## [SOURCE DATA]
--------------------------------
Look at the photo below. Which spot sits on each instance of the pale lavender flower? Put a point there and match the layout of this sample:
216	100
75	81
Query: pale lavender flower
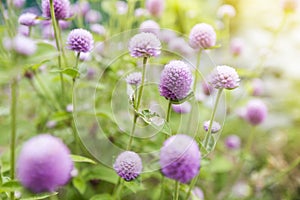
128	165
202	36
256	112
93	16
233	142
150	26
61	8
224	77
215	126
44	164
144	45
180	158
226	10
155	7
134	78
98	29
175	81
80	40
24	45
27	19
183	108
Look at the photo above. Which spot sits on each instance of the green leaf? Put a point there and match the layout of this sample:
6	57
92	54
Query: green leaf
40	196
79	184
68	71
10	186
77	158
189	96
102	197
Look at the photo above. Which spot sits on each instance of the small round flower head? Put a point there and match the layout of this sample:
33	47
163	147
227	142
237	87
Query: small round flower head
80	40
24	45
93	16
27	19
183	108
128	165
226	11
215	126
155	7
198	193
144	45
98	29
44	164
224	77
175	81
134	78
256	112
236	46
61	8
180	158
150	26
18	3
233	142
202	36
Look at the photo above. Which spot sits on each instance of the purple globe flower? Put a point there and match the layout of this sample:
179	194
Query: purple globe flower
44	164
80	40
144	45
233	142
150	26
180	158
27	19
134	78
61	8
183	108
224	77
128	165
175	81
155	7
215	126
256	112
202	36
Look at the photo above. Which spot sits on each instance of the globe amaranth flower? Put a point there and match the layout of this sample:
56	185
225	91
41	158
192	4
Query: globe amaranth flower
27	19
128	165
150	26
44	164
155	7
144	45
180	158
134	78
80	40
233	142
202	36
256	112
215	126
183	108
224	77
175	81
61	8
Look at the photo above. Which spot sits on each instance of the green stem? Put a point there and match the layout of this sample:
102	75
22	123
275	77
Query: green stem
13	112
136	109
208	134
176	196
56	34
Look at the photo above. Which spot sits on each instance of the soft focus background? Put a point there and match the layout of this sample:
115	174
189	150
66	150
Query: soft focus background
268	41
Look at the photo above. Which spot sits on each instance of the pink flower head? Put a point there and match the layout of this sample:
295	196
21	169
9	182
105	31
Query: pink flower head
155	7
224	77
44	164
202	36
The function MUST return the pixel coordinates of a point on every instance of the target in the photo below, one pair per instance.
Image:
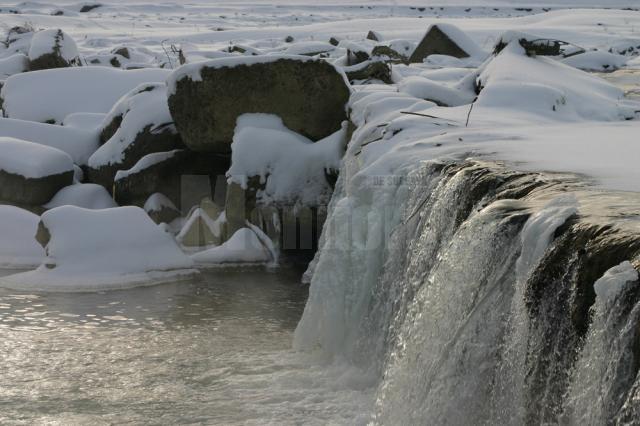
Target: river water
(213, 351)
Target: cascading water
(475, 304)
--------------------------------
## [WHAT IS BEING ASKED]
Pick each line holding "below" out of the entries above and return it.

## [ANSWER BOX]
Look at the photo below. Which spot sits on each instance of the pale lavender flower? Put a point there and match the layout of this sample:
The function MUST return the pixel coordinates of a point on every instance of the target in the photo below, one pair per instance.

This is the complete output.